REQUIRED ACTION:
Here is a listing. Reproduce it exactly.

RECORDS FOR THE TASK:
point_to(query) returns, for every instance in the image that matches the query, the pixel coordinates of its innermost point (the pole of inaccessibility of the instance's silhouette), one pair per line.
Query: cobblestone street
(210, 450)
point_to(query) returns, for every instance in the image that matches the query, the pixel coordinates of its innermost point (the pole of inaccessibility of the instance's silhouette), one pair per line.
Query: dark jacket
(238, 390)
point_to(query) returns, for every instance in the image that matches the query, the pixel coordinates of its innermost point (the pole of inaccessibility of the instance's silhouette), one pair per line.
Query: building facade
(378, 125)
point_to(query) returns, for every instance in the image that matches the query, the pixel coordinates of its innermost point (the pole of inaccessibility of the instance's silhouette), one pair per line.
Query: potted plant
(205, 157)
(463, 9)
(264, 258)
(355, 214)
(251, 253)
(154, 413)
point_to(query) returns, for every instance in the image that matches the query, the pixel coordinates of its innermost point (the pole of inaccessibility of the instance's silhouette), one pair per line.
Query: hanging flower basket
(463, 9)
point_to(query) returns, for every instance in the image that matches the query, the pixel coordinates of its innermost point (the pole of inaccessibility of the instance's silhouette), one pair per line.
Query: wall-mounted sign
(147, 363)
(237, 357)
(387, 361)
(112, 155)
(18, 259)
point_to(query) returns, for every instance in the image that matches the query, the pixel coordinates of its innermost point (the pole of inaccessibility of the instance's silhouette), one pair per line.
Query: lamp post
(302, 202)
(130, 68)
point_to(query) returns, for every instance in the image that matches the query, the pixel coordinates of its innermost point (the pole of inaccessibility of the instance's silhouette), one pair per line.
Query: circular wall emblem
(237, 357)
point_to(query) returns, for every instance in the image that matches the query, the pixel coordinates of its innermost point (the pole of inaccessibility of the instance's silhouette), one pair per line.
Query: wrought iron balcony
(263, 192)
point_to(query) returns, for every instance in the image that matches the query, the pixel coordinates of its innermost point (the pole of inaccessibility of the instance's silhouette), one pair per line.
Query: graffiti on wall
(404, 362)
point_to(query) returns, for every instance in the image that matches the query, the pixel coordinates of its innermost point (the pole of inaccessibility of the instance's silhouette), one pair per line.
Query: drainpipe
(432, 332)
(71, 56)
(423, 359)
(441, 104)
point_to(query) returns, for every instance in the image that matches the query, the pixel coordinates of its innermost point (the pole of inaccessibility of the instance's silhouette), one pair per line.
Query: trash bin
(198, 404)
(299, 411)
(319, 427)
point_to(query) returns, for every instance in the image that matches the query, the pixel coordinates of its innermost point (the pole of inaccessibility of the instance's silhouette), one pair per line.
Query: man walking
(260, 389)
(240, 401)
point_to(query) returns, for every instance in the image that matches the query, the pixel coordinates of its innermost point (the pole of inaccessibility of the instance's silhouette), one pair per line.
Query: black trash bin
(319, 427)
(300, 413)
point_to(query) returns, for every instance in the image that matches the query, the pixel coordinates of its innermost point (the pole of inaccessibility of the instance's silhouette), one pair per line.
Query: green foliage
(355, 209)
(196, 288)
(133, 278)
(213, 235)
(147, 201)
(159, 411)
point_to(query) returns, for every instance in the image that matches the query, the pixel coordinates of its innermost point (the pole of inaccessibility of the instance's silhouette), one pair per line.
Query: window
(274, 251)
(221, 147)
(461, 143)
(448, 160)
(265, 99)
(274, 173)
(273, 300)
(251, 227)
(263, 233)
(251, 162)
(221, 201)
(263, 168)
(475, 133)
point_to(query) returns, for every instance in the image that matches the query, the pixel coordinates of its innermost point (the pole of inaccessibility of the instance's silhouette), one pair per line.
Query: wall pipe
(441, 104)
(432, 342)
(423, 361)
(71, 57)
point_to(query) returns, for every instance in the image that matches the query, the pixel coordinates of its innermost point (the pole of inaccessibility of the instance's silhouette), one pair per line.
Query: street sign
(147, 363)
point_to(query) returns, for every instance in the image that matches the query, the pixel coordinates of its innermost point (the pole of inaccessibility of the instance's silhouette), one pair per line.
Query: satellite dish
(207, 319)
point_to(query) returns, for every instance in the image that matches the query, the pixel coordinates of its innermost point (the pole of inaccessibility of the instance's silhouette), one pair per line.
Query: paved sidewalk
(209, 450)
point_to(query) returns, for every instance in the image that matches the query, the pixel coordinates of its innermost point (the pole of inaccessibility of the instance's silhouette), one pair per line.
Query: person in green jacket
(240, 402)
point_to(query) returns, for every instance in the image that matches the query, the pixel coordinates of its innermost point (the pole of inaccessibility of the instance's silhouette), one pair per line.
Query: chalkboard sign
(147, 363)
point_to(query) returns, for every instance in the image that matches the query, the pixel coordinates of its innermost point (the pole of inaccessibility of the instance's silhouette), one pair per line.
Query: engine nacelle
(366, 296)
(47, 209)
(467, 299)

ANSWER SPACE:
point_to(query) returns, for every instance in the image that matches the query, the pixel coordinates of its innermost point (the pole of inaccessibility of the instance's silhouette), one pair per line.
Query: cobblestone street
(210, 450)
point_to(query) returns, for every instance in the image that matches the query, the pixel coordinates of its innermost point (the pole of inaccessibility of the instance's silhouette), one pair per line.
Query: dark jacket
(238, 390)
point_to(query) returns, for every instance in the image that matches the query, the pixel coordinates of its innermost point (the pole of inaccessibility of the instance's silhouette), one pair per line.
Query: building facade
(378, 125)
point_to(query) returns, for every instance in the image that matches the query, the pixel coordinates of its innermost point (the pole of inaccessibility of the instance's silhouette), one pair per line.
Query: potted plant
(205, 157)
(463, 9)
(264, 258)
(355, 214)
(251, 253)
(154, 413)
point_to(query) returns, for every instance in the image that matches the query, the pixel coordinates of its innermost point (the pole of inaccessibility of the instance's silhouette), one pair per line.
Query: hanging flower basket
(463, 9)
point_to(query) returns, for every instance in the image that matches the query, the pixel coordinates of its innermost point (the pole of inaccessibility of the instance's silhouette), one pair per line.
Query: wall-mounted sign
(147, 363)
(237, 357)
(387, 361)
(112, 155)
(18, 259)
point_to(query) returns, for every instance in the image that matches the query, the pixel coordinates of its innermost point (the pole of inaccessibility of the instance's silhouette), one pair per line.
Query: lamp post
(302, 202)
(130, 68)
point_to(query) returns, for every instance in the image that matches the query, the pixel coordinates of its innermost point (the pole of inaccessibility of the instance's silhouette), one pair per line.
Query: circular wall emblem
(237, 357)
point_to(query) returns, for every instance in the image that matches the query, the pixel coordinates of its innermost point (the pole of inaccessibility of the instance's silhouette), one pair per line.
Query: wrought iron balcony
(263, 192)
point_to(query) returns, for every instance in the image that matches the query, the pixel coordinates of its innermost point (the pole of inaccessibility of the instance's silhouette), one pair per line.
Query: graffiti on wall
(404, 362)
point_to(query) returns, for every instance in the image that matches the query, the pixel coordinates of its innermost point (the pole of inaccessibility of the instance's silhouette), one pair per line.
Query: drainpipe
(432, 332)
(71, 56)
(423, 359)
(441, 104)
point_to(query) returns, for every instance in the image that matches the query, the pixel coordinates of its innermost point (the pole of inaccessibility of the instance's silhouette), one pair per line.
Query: trash bin
(198, 404)
(299, 411)
(319, 427)
point_to(query) returns, for every instance in the image that matches the query, the pixel coordinates of its innermost point (the pole of inaccessibility of the instance's silhouette), one pair per line.
Query: man walking
(260, 389)
(240, 401)
point_to(query) returns, for every instance in the image that matches the query, the pixel coordinates of its innermost point (the pole of inaccessibility of the instance's silhouette), one pair per line.
Query: black trash bin
(319, 427)
(300, 413)
point_to(query) returns, for every instance in the image that matches the query, the pixel coordinates of its innermost point (the pole of inaccessibility of the instance's silhouette), one pair per line.
Query: green foliage
(355, 209)
(196, 288)
(133, 278)
(213, 235)
(147, 201)
(159, 411)
point_to(query) returns, for every instance in the image that matches the query, the pixel coordinates of its innermost point (the pole of inaccessibility of the instance's silhouette), one pair per line.
Query: window
(274, 251)
(221, 147)
(461, 143)
(448, 160)
(265, 99)
(274, 173)
(273, 300)
(251, 227)
(263, 233)
(251, 162)
(221, 201)
(263, 168)
(475, 133)
point_to(query) returns, for every instance in the image that matches the query, the pixel coordinates of its innermost point (the pole of inaccessibility of the instance's silhouette), one pair per line.
Query: wall pipe
(441, 104)
(432, 342)
(423, 361)
(71, 57)
point_to(query) returns, for every instance in the image that matches the query, the pixel coordinates of its innermost point (the pole of inaccessibility of the instance's silhouette), one pair per line.
Query: street sign
(147, 363)
point_to(query) returns, for every instance in the image that matches the query, the pixel coordinates of its innermost point (the pole of inaccessibility of the instance's silhouette), one pair per line.
Query: satellite dish
(207, 319)
point_to(query) returns, for every instance in the image that matches the query, the pixel coordinates of its innermost point (the pole of inaccessibility of the instance's silhouette), one pair per line.
Query: paved sidewalk
(209, 450)
point_to(query) returns, for every instance in the image that matches the query, the pixel coordinates of its innermost point (the pole of inaccessibility of the instance's silhouette), one pair per line.
Query: person in green jacket
(240, 402)
point_to(query) returns, for every instance in the image that matches the query, the pixel coordinates of its innermost point (the pole of inaccessibility of the instance's silhouette), one pair per line.
Query: chalkboard sign
(147, 363)
point_to(query) returns, for every instance in the image that matches the query, the pixel coordinates of its innermost point (the pole of inaccessibility of the instance's silhouette), one pair per line.
Query: engine nacelle
(366, 296)
(47, 209)
(467, 299)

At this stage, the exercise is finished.